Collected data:
^^^^
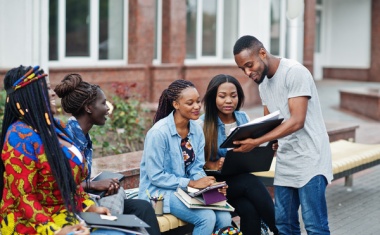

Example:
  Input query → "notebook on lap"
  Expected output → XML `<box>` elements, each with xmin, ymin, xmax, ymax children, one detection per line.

<box><xmin>205</xmin><ymin>141</ymin><xmax>276</xmax><ymax>176</ymax></box>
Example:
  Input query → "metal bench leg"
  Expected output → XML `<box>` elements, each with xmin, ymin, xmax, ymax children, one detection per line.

<box><xmin>344</xmin><ymin>175</ymin><xmax>353</xmax><ymax>187</ymax></box>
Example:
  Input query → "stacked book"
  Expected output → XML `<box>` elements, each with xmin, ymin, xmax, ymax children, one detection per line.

<box><xmin>174</xmin><ymin>182</ymin><xmax>234</xmax><ymax>211</ymax></box>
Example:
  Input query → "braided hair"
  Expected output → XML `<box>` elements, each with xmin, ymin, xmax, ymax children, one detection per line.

<box><xmin>153</xmin><ymin>79</ymin><xmax>195</xmax><ymax>124</ymax></box>
<box><xmin>202</xmin><ymin>74</ymin><xmax>245</xmax><ymax>161</ymax></box>
<box><xmin>0</xmin><ymin>65</ymin><xmax>79</xmax><ymax>215</ymax></box>
<box><xmin>54</xmin><ymin>73</ymin><xmax>100</xmax><ymax>116</ymax></box>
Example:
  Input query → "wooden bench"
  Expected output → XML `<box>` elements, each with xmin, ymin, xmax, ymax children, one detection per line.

<box><xmin>255</xmin><ymin>140</ymin><xmax>380</xmax><ymax>187</ymax></box>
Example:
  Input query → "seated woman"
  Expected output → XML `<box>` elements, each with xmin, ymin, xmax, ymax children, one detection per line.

<box><xmin>54</xmin><ymin>73</ymin><xmax>160</xmax><ymax>235</ymax></box>
<box><xmin>197</xmin><ymin>74</ymin><xmax>278</xmax><ymax>235</ymax></box>
<box><xmin>0</xmin><ymin>65</ymin><xmax>126</xmax><ymax>235</ymax></box>
<box><xmin>138</xmin><ymin>79</ymin><xmax>232</xmax><ymax>234</ymax></box>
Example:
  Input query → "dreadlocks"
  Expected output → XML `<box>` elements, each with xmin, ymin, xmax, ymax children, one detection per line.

<box><xmin>0</xmin><ymin>65</ymin><xmax>79</xmax><ymax>215</ymax></box>
<box><xmin>153</xmin><ymin>79</ymin><xmax>195</xmax><ymax>124</ymax></box>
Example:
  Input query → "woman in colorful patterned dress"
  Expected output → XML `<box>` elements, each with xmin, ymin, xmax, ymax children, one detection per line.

<box><xmin>138</xmin><ymin>79</ymin><xmax>232</xmax><ymax>234</ymax></box>
<box><xmin>0</xmin><ymin>66</ymin><xmax>125</xmax><ymax>235</ymax></box>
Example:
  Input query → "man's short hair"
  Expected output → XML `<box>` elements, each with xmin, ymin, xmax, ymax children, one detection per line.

<box><xmin>233</xmin><ymin>35</ymin><xmax>264</xmax><ymax>55</ymax></box>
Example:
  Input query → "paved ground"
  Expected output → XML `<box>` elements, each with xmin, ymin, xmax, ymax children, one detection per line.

<box><xmin>242</xmin><ymin>79</ymin><xmax>380</xmax><ymax>235</ymax></box>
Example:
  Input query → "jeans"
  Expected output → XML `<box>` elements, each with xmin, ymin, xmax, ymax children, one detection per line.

<box><xmin>274</xmin><ymin>175</ymin><xmax>330</xmax><ymax>235</ymax></box>
<box><xmin>217</xmin><ymin>173</ymin><xmax>277</xmax><ymax>235</ymax></box>
<box><xmin>169</xmin><ymin>192</ymin><xmax>232</xmax><ymax>234</ymax></box>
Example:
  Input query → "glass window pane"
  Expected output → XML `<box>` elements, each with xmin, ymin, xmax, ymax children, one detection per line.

<box><xmin>66</xmin><ymin>0</ymin><xmax>90</xmax><ymax>57</ymax></box>
<box><xmin>49</xmin><ymin>0</ymin><xmax>58</xmax><ymax>60</ymax></box>
<box><xmin>315</xmin><ymin>10</ymin><xmax>321</xmax><ymax>53</ymax></box>
<box><xmin>99</xmin><ymin>0</ymin><xmax>124</xmax><ymax>60</ymax></box>
<box><xmin>186</xmin><ymin>0</ymin><xmax>197</xmax><ymax>59</ymax></box>
<box><xmin>223</xmin><ymin>0</ymin><xmax>238</xmax><ymax>59</ymax></box>
<box><xmin>270</xmin><ymin>0</ymin><xmax>281</xmax><ymax>55</ymax></box>
<box><xmin>202</xmin><ymin>0</ymin><xmax>217</xmax><ymax>56</ymax></box>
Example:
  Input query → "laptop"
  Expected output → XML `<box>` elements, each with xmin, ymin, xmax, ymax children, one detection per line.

<box><xmin>205</xmin><ymin>141</ymin><xmax>276</xmax><ymax>176</ymax></box>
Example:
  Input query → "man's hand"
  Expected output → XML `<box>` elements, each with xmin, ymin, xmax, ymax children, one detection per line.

<box><xmin>232</xmin><ymin>138</ymin><xmax>260</xmax><ymax>152</ymax></box>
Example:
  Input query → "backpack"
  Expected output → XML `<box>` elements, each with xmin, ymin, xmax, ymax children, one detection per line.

<box><xmin>212</xmin><ymin>226</ymin><xmax>242</xmax><ymax>235</ymax></box>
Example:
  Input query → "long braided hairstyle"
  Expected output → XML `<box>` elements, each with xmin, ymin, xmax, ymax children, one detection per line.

<box><xmin>0</xmin><ymin>65</ymin><xmax>79</xmax><ymax>215</ymax></box>
<box><xmin>54</xmin><ymin>73</ymin><xmax>99</xmax><ymax>116</ymax></box>
<box><xmin>153</xmin><ymin>79</ymin><xmax>195</xmax><ymax>124</ymax></box>
<box><xmin>202</xmin><ymin>74</ymin><xmax>245</xmax><ymax>161</ymax></box>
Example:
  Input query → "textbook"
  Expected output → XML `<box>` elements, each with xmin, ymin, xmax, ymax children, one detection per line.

<box><xmin>87</xmin><ymin>171</ymin><xmax>126</xmax><ymax>198</ymax></box>
<box><xmin>79</xmin><ymin>212</ymin><xmax>149</xmax><ymax>234</ymax></box>
<box><xmin>220</xmin><ymin>110</ymin><xmax>283</xmax><ymax>148</ymax></box>
<box><xmin>176</xmin><ymin>187</ymin><xmax>227</xmax><ymax>206</ymax></box>
<box><xmin>174</xmin><ymin>191</ymin><xmax>234</xmax><ymax>212</ymax></box>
^^^^
WORK REQUEST: Across all lines above, count those with the string "woman". Only the number is wanted.

OUTPUT FOR THIS EXERCISE: 2